**Instructions to follow**:
Convert the listing below into a JSON array of strings, one string per line, with blank lines omitted.

--- --- ---

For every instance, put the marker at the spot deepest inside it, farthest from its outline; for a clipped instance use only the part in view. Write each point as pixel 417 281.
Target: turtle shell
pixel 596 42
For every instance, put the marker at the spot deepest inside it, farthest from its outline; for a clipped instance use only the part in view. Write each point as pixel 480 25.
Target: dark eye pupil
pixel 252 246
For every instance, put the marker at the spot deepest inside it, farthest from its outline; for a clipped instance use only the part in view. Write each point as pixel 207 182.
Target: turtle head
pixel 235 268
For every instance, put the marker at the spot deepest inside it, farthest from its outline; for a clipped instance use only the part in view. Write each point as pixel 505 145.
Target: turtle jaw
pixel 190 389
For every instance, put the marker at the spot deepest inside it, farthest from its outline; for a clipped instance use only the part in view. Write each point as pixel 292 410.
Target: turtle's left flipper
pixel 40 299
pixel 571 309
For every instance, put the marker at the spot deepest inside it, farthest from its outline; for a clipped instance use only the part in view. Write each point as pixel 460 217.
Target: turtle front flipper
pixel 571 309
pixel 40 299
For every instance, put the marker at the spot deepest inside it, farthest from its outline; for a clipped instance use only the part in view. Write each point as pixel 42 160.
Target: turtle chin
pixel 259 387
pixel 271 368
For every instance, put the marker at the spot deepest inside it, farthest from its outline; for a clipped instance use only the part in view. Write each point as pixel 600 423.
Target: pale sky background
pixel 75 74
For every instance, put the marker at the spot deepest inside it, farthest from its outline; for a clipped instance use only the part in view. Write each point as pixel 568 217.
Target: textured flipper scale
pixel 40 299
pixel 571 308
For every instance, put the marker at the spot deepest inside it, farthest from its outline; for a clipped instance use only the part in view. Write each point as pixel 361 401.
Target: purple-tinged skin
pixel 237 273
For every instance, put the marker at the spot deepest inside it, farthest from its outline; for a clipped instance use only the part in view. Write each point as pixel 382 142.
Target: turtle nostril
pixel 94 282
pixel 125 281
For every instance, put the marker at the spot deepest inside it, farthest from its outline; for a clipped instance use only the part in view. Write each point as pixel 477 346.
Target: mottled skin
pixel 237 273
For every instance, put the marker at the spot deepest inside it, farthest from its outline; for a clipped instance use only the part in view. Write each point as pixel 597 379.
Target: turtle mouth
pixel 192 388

--- --- ---

**Exercise solution**:
[
  "For every instance, put the marker at the spot deepest inside it, farthest from its outline; for a clipped instance use only the part in view. Write each point as pixel 417 281.",
  "Target: turtle shell",
  "pixel 596 42",
  "For every instance, put the marker at the spot deepest inside it, farthest from its outline; for a clipped instance use only the part in view. Write each point as pixel 480 25.",
  "Target: dark eye pupil",
  "pixel 252 246",
  "For every instance, put the marker at the spot deepest inside it, farthest from its outline; for a clipped instance use only the part in view. Write each point as pixel 207 182.",
  "Target: turtle head",
  "pixel 235 268",
  "For every instance, put the marker at the spot deepest inside it, farthest from its outline; for a clipped instance use only the part in view. Write each point as pixel 505 145.",
  "Target: turtle jaw",
  "pixel 190 389",
  "For every instance, put the marker at the spot deepest inside it, farthest from its outline; for a clipped instance use only the part in view. Write each point as pixel 292 410.",
  "Target: turtle's left flipper",
  "pixel 40 299",
  "pixel 571 309",
  "For every instance, put the marker at the spot deepest inside it, farthest from its outline; for a clipped instance use only the part in view. Write each point as pixel 460 217.",
  "Target: turtle front flipper",
  "pixel 571 309",
  "pixel 40 299",
  "For every instance, put the marker at the spot deepest inside it, farthest from its outline; for a clipped instance use only the part in view. Write each point as pixel 42 160.",
  "Target: turtle chin",
  "pixel 259 387",
  "pixel 271 368",
  "For every instance, put the marker at the spot deepest inside it, farthest from its outline; for a clipped instance use only the part in view. Write each point as pixel 600 423.",
  "Target: pale sky background",
  "pixel 75 74",
  "For every instance, put the marker at the spot deepest inside it, farthest from its outline; for a clipped instance use only the part in view. Write each point as pixel 568 217.",
  "Target: textured flipper scale",
  "pixel 40 299",
  "pixel 571 308",
  "For every instance, put the marker at the spot deepest inside it, farthest from its outline; for a clipped instance use only the part in view. Write each point as pixel 361 401.",
  "Target: purple-tinged skin",
  "pixel 237 273",
  "For every instance, put the marker at the spot deepest inside it, farthest from its outline; for a clipped instance use only the part in view. Write each point as pixel 382 142.",
  "Target: turtle nostril",
  "pixel 94 282",
  "pixel 125 281",
  "For every instance, put the marker at the spot deepest inside it, farthest from its outline; for a clipped instance use only the part in view. Write each point as pixel 477 346.",
  "Target: mottled skin",
  "pixel 237 273",
  "For every instance, put the marker at the spot deepest inside it, farthest from its outline; for a clipped instance use only the part in view. Write each point as pixel 597 379.",
  "Target: turtle mouth",
  "pixel 192 388"
]